Provided data ::
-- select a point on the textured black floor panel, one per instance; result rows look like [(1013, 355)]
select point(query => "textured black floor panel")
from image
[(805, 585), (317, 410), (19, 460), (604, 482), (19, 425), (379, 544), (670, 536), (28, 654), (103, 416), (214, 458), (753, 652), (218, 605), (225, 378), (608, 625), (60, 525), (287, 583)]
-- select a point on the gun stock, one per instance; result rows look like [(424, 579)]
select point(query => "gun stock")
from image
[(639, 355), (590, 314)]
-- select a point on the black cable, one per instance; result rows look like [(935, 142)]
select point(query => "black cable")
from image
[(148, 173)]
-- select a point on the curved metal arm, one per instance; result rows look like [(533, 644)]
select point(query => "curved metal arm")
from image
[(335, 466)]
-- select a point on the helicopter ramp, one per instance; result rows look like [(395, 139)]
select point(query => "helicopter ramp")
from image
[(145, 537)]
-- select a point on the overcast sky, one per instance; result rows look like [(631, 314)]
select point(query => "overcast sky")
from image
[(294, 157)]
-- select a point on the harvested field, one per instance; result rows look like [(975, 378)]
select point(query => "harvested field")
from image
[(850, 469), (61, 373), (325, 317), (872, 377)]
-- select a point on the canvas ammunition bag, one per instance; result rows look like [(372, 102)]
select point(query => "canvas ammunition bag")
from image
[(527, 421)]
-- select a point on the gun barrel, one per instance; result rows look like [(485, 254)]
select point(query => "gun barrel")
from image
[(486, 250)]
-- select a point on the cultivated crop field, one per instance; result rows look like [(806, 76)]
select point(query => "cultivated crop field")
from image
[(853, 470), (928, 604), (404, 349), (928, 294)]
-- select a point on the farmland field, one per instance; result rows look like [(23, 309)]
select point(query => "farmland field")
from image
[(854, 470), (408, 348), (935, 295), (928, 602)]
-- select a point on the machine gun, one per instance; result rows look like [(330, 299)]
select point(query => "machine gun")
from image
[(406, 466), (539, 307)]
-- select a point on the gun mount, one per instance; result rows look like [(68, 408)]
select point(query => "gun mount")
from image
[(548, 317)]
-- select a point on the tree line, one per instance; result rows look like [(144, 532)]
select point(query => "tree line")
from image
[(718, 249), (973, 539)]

Work instructions ::
Repeat the records above exactly, leaving none out.

Response below ::
-- select a point on the textured black floor panel, one per instance; result rows look like [(1013, 355)]
select point(query => "textured black floor panel")
from image
[(805, 585), (317, 410), (19, 460), (604, 482), (19, 425), (379, 544), (670, 536), (28, 654), (103, 416), (214, 458), (753, 652), (218, 605), (225, 378), (608, 625), (60, 525), (287, 583)]
-- select a point on the gun stock, one per instance; result rows look like [(424, 579)]
select point(query => "gun stock")
from image
[(639, 355), (590, 314)]
-- select a point on the black cable, one per instance; result rows look like [(935, 142)]
select point(query => "black cable")
from image
[(148, 173)]
-- select a point on the curved metal arm, one per instance; result rows look like [(533, 644)]
select point(query => "curved metal arm")
from image
[(335, 466)]
-- select a point on the helicopter ramp, one per instance; result rows look like [(395, 139)]
select point(query => "helicopter ramp")
from image
[(145, 537)]
-- select a point on the overcast sky, one per instance; result rows look like [(631, 314)]
select point(query => "overcast sky")
from image
[(294, 157)]
-- select a point on the harvested field, one per instance; result rows look like [(975, 378)]
select point(query => "harvested field")
from image
[(850, 469), (61, 373), (325, 317), (872, 377)]
-- select a point on the canvas ammunition bag, one per instance; result rows look like [(372, 102)]
select point(query => "canvas ammunition bag")
from image
[(527, 421)]
-- select a point on the gun barrel, one per instance; result rows look like [(485, 254)]
select point(query => "gun barrel")
from image
[(486, 250)]
-- select a point on the cultivated crop field, one per instance; result rows look like [(806, 76)]
select point(query => "cultivated crop field")
from image
[(853, 470), (928, 604), (404, 349), (928, 294)]
-- select a point on the farmland field, one per instance; result rows look like [(23, 309)]
select point(query => "farmland field")
from image
[(854, 470), (408, 348), (935, 295), (928, 602)]
-- select a point on the machine gun, one per instance; result rows look like [(330, 299)]
select point(query => "machine gun")
from image
[(406, 466), (539, 307)]
-- select a point on the gun mount, one per instance; result rows look like [(68, 408)]
select point(query => "gun mount")
from image
[(548, 317)]
-- select a point on the tree line, one per instance; result rows look like [(144, 532)]
select point(query => "tree line")
from image
[(718, 249), (973, 539)]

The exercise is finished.